**What the task requires:** Word for word, restate every entry that follows.

(Dataset excerpts)
+-------+

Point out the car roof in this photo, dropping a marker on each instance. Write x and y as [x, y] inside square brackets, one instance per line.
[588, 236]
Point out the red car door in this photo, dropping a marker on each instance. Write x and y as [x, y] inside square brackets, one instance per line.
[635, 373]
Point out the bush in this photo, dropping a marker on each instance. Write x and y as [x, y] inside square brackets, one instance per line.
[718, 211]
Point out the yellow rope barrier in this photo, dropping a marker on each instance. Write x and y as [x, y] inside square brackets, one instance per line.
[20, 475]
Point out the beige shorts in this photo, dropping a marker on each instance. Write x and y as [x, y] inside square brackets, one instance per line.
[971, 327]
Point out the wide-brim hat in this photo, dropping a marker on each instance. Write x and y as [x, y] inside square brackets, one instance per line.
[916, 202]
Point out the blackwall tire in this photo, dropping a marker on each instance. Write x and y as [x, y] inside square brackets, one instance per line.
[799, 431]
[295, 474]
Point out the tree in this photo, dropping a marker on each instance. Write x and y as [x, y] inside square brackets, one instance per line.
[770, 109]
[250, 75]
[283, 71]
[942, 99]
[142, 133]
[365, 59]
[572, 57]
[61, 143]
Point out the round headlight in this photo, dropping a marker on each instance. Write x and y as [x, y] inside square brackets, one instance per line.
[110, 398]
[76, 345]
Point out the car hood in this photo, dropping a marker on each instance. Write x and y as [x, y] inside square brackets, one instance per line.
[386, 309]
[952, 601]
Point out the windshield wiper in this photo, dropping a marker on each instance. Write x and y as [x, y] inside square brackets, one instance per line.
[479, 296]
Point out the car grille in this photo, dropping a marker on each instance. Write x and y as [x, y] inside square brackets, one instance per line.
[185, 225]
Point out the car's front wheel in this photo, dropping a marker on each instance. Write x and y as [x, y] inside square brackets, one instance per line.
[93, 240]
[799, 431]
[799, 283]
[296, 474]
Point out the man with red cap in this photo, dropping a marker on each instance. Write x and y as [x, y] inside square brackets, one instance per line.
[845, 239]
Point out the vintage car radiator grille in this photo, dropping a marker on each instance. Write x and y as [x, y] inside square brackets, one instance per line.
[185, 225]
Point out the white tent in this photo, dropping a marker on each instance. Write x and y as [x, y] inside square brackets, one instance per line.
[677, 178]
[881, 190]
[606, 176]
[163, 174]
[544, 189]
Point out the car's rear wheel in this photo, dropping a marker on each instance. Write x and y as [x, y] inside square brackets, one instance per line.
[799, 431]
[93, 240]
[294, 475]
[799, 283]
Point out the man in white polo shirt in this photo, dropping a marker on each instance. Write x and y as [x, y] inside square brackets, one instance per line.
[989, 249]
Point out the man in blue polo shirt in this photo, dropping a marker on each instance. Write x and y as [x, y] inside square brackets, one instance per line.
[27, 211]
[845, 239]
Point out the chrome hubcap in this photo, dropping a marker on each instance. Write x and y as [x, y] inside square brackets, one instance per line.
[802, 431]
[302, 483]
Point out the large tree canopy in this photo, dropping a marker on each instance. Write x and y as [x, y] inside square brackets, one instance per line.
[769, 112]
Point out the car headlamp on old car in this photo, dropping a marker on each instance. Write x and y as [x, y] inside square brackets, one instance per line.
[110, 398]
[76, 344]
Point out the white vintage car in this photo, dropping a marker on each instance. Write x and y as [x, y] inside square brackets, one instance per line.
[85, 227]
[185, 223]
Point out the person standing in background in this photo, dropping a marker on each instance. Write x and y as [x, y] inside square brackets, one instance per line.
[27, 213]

+-------+

**Solved problem:**
Point out the car roof in this photo, dropping a marker on each instance. Write x and y as [x, y] inside square brackets, one instance per line.
[588, 236]
Point out the red car door in this photo, dropping a marker on each instance. Write x and y as [x, y] inside square brackets, one instance per line.
[635, 373]
Point out the bush in this photo, dropping a marker on each instance. Write x and y as [x, y] inside square brackets, one instance per line.
[718, 211]
Point out the yellow rope barrier in this photo, dropping a marker on each instance. Write x and y as [x, y] inside square brackets, one instance per line.
[20, 475]
Point out the beige shorts in this photo, dropping a marker on each instance. Write x and y as [x, y] inside square brackets, one instance per line.
[971, 327]
Point out the wide-brim hat in this photo, dropping a marker on each instance. Write x and y as [x, y] inside square brackets, one instance per line.
[916, 202]
Point out the blackwall tire in this photo, dropping a marker on each instance. Write x and y as [x, y] inside square brackets, one instance per line.
[799, 431]
[295, 474]
Point out the tree in this photo, dropping a marker on each instance. Write x and y as [x, y] inside square brackets, one instance per line.
[770, 109]
[250, 75]
[283, 71]
[942, 99]
[142, 133]
[365, 59]
[572, 57]
[61, 143]
Point out the round headlight in this photo, dropping a marker on each instance. Write x and y as [x, y] inside square brackets, one instance per line.
[110, 398]
[76, 345]
Point out the car hood in this photo, dropping a marker on each instance. Write x and y as [x, y] inside square brackets, one instance per line.
[386, 309]
[952, 601]
Point out the windshield wiper in this photo, dropping a marker on each instance. Write x and y as [x, y] inside square brackets, one instance per line.
[479, 296]
Point out the car grille in this photo, dropping a marker on each instance. Write x and y as [x, y] inside square brackets, one instance per line.
[185, 225]
Point out the car's front wheel in this photo, dropping a marker on each instance. Write x and y as [x, y] inside square brackets, one instance per line.
[93, 240]
[799, 431]
[799, 283]
[296, 474]
Point out the man with red cap in this photo, dropping a marker on each instance. Write x and y as [x, y] inside square brackets, one instance per line.
[845, 239]
Point out the vintage car radiator grille in this photo, dropping a marker on each instance. Write x and y as [x, y] inside square brackets, one instance per line.
[185, 225]
Point out the white tent in this photo, dropping a marker on each instance. Write x and y as [x, y] inside square brackets, one instance per line.
[677, 178]
[881, 190]
[606, 176]
[163, 174]
[544, 189]
Point out the car's rear wheel in this photo, dropping a marker on each instance. Write x and y as [x, y] inside square brackets, one instance per line.
[799, 431]
[93, 240]
[294, 475]
[799, 283]
Point out the man in white polo shirt in this photo, dropping a marker on each instance. Write x and y as [x, y] inside square brackets, one instance per line.
[989, 249]
Point out the man in blue polo shirt in this photo, dropping a marker on each instance. Write x and y as [x, y] inside square brackets, one instance per line.
[27, 211]
[845, 239]
Point out the chrome hubcap in this photo, dropping a marker on each instance. Write x and y as [x, y] inside square brackets, one instance per line.
[802, 431]
[302, 483]
Point out the large tree canopy in this photo, dropping a marker on each instance. Write x and y as [x, y] inside square brackets, one instance per line.
[769, 112]
Point out the car headlamp on old car in this photo, dropping a marker on each instance. Write x and y as [x, y] inside square brackets, one instance per line.
[110, 398]
[76, 344]
Point out the white vintage car in this photo, dropping a marker on each instance. Write x and y as [x, y] inside square brackets, one instance per line.
[85, 227]
[185, 223]
Point out the person standing in background in this photo, dropping a marker on each instance. Write x and y as [x, y] inside square brackets, one instance per line.
[27, 213]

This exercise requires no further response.